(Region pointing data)
=== Begin Enclosure ===

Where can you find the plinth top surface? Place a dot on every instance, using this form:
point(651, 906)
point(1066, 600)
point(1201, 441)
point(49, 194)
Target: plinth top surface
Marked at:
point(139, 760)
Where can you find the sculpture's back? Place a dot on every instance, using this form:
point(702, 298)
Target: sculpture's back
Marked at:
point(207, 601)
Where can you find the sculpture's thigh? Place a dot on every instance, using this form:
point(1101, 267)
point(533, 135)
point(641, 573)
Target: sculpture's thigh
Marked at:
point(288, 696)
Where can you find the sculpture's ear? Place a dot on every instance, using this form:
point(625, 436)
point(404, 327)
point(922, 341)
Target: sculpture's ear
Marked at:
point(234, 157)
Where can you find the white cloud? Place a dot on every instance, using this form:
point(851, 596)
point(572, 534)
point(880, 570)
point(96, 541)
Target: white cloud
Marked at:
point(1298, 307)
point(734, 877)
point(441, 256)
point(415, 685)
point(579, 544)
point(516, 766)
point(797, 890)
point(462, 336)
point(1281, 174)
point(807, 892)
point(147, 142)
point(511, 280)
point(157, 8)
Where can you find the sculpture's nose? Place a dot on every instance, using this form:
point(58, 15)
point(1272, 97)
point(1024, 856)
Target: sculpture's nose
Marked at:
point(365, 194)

=== End Enclosure ===

Task objective -> Every line in the data above that contains the word "Place" should be copied.

Response ->
Where can you find the plinth top surface? Place a dot on every instance, using this form:
Where can you find the sculpture's back? Place a dot on every instance, using this form:
Where can you find the sculpture's thigh? Place a dot on every instance, using this form:
Where can you find the sculpture's ear? Place a dot on every instance, using this form:
Where can you find the white cloud? Place a dot on every instance, using this form:
Where can you find the sculpture's nose? Place a dot on every instance, using this form:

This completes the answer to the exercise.